## [Selected text]

‘Hidden Truths – Music, Politics and Censorship in Lukashenko’s Belarus’
In its latest report on music and freedom of expression around the world, Freemuse turns its attention to Belarus, an authoritarian former Soviet country buffering the EU and Russia, where freedom of information and expression have become the unrelenting victims in an increasingly destructive battle for political control.
Punk-rock band Neuro Dubel – officially banned from state tv and radio
For the past two years, many Belarusian rock musicians have been unofficially banned from radio and TV, their applications for concert licenses denied and interviews with the state press shelved. The unofficial ‘blacklist’, which includes virtually the entire independent Belarusian rock scene, coincided with a controversial referendum allowing President Lukashenka to remain in power, and marked the beginning of a concerted government crackdown against musicians, political opponents and the independent press.

## [Assignment]
Continue the report on music censorship in Belarus from its last sentence.

Saved entries:
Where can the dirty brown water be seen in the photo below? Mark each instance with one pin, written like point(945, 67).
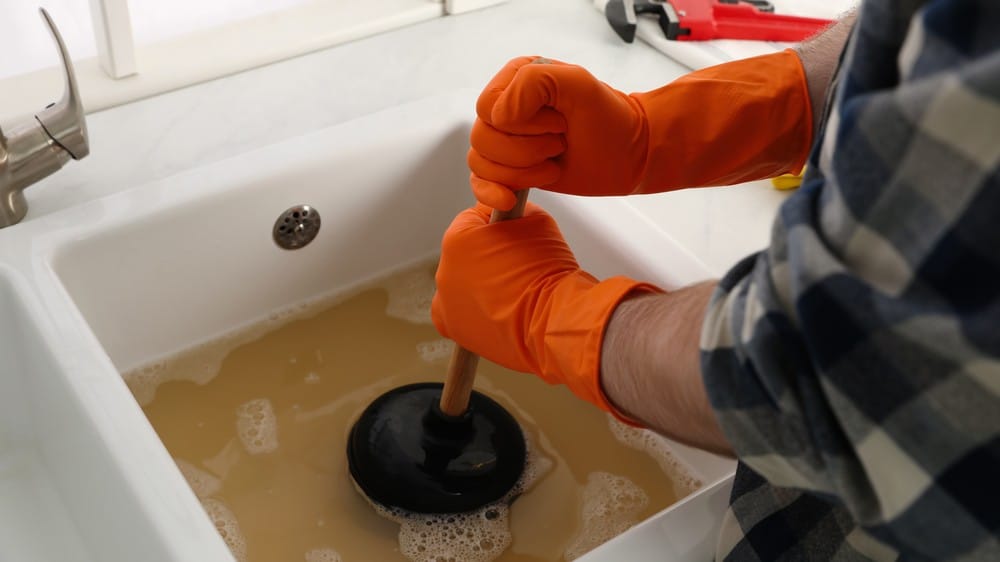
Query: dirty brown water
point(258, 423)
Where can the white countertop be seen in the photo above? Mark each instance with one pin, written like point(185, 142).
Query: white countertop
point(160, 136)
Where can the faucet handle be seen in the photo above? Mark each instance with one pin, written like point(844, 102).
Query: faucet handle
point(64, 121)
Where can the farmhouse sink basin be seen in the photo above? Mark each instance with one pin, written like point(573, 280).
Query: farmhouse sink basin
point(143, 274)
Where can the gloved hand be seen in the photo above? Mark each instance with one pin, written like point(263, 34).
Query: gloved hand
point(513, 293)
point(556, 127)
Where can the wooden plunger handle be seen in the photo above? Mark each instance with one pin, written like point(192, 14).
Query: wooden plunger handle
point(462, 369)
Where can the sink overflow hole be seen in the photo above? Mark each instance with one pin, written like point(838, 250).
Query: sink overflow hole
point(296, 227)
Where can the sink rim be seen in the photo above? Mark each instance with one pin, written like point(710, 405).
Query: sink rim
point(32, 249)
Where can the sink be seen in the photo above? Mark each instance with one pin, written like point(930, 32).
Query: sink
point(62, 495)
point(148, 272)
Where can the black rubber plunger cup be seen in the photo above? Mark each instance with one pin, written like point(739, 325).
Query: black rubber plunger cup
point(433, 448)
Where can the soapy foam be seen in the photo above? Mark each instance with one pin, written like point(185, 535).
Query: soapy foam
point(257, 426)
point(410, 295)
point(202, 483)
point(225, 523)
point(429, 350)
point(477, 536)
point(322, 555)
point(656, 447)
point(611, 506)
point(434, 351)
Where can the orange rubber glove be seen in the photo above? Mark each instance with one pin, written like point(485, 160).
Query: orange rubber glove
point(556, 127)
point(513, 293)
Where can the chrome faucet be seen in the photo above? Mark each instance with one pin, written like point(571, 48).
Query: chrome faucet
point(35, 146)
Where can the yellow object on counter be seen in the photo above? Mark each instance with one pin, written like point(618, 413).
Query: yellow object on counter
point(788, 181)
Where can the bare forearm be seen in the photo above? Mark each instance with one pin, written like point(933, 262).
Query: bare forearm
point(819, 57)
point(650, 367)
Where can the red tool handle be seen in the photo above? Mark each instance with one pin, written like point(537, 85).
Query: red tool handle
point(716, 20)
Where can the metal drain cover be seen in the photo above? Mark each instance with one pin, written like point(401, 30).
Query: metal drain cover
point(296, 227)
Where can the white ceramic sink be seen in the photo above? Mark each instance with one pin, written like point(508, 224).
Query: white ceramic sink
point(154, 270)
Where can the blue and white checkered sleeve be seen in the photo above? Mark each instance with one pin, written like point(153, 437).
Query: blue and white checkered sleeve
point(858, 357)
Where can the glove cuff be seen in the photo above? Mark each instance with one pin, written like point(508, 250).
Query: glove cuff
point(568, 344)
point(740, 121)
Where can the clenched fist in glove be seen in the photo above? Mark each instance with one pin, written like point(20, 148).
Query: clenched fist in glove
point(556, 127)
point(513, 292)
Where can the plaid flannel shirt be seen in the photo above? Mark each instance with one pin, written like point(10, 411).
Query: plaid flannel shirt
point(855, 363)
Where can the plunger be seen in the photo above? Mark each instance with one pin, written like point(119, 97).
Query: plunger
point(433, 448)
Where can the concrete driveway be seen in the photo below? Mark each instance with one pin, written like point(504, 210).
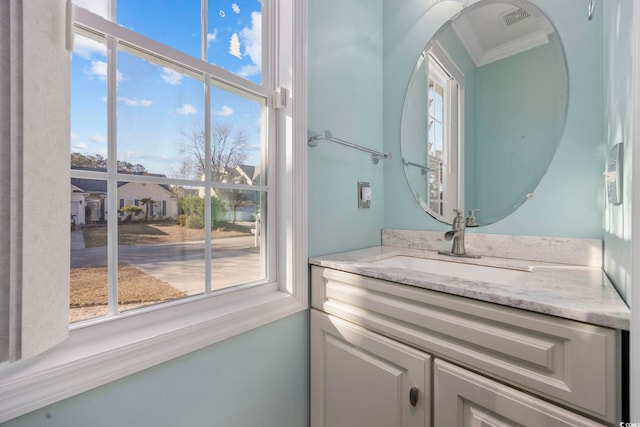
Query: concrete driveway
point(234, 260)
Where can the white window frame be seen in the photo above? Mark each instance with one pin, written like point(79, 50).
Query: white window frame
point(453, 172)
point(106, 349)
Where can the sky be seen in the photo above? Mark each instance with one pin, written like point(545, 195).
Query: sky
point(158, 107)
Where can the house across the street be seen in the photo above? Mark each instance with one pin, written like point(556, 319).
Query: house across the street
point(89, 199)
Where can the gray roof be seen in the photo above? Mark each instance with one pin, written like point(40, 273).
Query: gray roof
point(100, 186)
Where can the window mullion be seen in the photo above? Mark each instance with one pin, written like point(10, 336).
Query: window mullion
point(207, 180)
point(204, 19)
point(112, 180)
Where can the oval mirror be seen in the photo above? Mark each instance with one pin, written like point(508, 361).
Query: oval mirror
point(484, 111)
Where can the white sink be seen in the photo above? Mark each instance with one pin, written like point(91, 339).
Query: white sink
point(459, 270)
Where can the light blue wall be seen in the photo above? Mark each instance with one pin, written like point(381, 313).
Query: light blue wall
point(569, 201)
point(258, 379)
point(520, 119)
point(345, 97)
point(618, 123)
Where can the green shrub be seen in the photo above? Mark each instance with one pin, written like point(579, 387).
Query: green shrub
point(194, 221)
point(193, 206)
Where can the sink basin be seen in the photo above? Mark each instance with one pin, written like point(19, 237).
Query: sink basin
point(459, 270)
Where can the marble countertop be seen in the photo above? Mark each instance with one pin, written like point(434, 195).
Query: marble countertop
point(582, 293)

## [Answer section]
It also marked the beginning of a more deliberate use of music as a political tool in the ideological battle between the authorities and the opposition, clearly dividing Belarusian musicians into pro-government ‘official’ and pro-democracy ‘unofficial’ camps. Now that rock and Belarusian language music in particular have come under fire, it has become a central rallying point for the beleaguered political opposition.
The regime’s fear of music as potential fuel for revolution and unrest, as in the Ukraine in 2004, has led to restrictive broadcasting legislation and the reinvigoration of a huge bureaucratic system of censorship that is pushing independent musicians back into the role of Soviet era dissidents. As in the Ukrainian ‘Orange Revolution’ in 2004, language and culture are key components in social and political opposition to President Lukashenka, dubbed ‘the last dictator in Europe’ by the US State Department.
Examining the historical context of the political associations of music-making and sharing in the USSR, the report identifies two main and mutually reinforcing aspects of music censorship in Belarus today. One is the deliberate and systematic government pressure on ‘unofficial’ musicians- including ‘banning’ from official media and imposing severe restrictions on live performance.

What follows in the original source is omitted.